(Coordinate annotation entries)

-.-.-

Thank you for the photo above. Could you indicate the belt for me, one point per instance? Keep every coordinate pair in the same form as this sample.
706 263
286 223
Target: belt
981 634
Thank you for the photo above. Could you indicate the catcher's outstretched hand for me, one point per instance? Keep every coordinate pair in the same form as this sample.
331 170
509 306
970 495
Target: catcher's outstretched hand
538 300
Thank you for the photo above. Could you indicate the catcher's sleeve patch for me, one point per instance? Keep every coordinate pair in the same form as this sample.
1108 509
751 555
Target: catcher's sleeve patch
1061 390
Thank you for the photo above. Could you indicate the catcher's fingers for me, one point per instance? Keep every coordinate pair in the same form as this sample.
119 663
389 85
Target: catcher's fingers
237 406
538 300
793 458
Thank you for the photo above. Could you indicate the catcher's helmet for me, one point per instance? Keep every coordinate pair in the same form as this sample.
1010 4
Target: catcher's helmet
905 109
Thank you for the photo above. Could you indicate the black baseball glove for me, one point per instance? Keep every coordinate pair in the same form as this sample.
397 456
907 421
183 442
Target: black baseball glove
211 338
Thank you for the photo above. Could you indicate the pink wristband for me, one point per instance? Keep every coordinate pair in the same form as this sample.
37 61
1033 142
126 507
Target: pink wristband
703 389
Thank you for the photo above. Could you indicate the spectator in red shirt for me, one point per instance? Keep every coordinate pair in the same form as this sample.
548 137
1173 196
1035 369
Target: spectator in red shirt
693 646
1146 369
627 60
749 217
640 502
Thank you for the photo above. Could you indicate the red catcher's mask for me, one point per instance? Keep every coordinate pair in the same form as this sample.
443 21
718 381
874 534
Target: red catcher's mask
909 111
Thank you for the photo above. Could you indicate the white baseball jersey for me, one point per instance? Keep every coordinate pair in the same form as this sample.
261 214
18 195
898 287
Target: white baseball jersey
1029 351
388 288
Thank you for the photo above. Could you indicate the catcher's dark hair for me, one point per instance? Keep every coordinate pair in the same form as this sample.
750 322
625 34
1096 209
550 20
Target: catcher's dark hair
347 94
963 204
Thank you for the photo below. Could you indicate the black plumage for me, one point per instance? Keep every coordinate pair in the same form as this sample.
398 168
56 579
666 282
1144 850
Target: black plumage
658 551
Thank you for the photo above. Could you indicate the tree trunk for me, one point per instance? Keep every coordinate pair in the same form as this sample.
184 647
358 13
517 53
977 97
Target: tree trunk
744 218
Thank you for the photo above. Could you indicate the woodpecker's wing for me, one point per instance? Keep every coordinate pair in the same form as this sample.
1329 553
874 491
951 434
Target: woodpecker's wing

-.-.-

**Written instruction:**
Make an exact copy of all the data.

**Correct output:**
Thank you for the photo above. Could you indicate the belt for me, one point per instance? Keep every coordinate pair in the same form as this sample.
706 263
286 223
Target: belt
981 634
Thank you for the photo above. Could you indicate the catcher's outstretched hand for me, one point per instance? Keep every coordinate pair in the same form as this sample.
331 170
509 306
970 495
Target: catcher's outstretched hand
538 300
Thank you for the photo above. Could you indicate the catcher's sleeve patch for me, one point per instance? Keep every coordinate pair in the same form as this sample.
1108 509
751 555
Target: catcher's sleeve patch
1061 390
Thank you for the photo above. Could you indicate the catcher's fingers for me, one point per instance? Keep every coordinate pair in the same form as this sample.
119 663
389 85
Target: catcher's fingers
237 406
538 300
793 458
Thank you for the photo above. Could you indicate the catcher's helmet for me, one point per instance? Keep every coordinate pair in the same form as this sample.
1010 4
Target: catcher's helmet
905 109
Thank you for the photo above. Could you indicate the black baseball glove for me, one point per instance? Keep every coordinate pair in the same form as this sample.
397 456
907 421
183 442
Target: black baseball glove
211 338
Thank you for the photo above. Could you indicate the pink wristband for me, one point per instance? Keep every coordinate pair in the same form as this sample.
37 61
1033 142
126 507
Target: pink wristband
703 389
Thank you for the photo above. Could you indicate the spectator in red shirt for me, one point per instance? Keep every coordinate pair in the same form as this sample.
548 137
1173 196
1035 369
Target: spectator in red shirt
693 646
1146 369
627 60
749 217
640 502
Thank you for the photo above. Could you indicate the red catcher's mask for me, one point per instance? Keep every coordinate pair in the same form as this sample.
443 21
718 381
874 534
Target: red catcher's mask
909 111
Thank you for the photo above. Could you indicate the white baseball jersey for me, one point per instance? Keep every coordinate pair in the same form as this sample.
261 214
18 195
898 287
Target: white baseball jersey
1029 351
388 288
Thank you for the photo above. Could you indicate the catcher's dark hair for me, one point per instance? Keep every coordinate pair in the same form as this sample.
750 322
625 34
1096 209
550 20
Target: catcher's dark hair
347 94
963 204
Thank you for the photo below. Could you indicate the black plumage for me, one point per instance? Keep every coordinate pair in the same form as this sample.
398 168
56 579
666 282
1144 850
Target: black plumage
658 551
Thank you for the photo above. Could you indicate the tree trunk for me, one point per instance? Keep every coordinate pair in the same form as this sample.
184 647
358 13
517 53
977 97
Target: tree trunk
744 218
Thank you for the photo above. Could you indicate the woodpecker's wing for me, one point per instance? Keep every coordinate pair in the same form as this sample.
1329 553
874 491
951 434
Target: woodpecker's wing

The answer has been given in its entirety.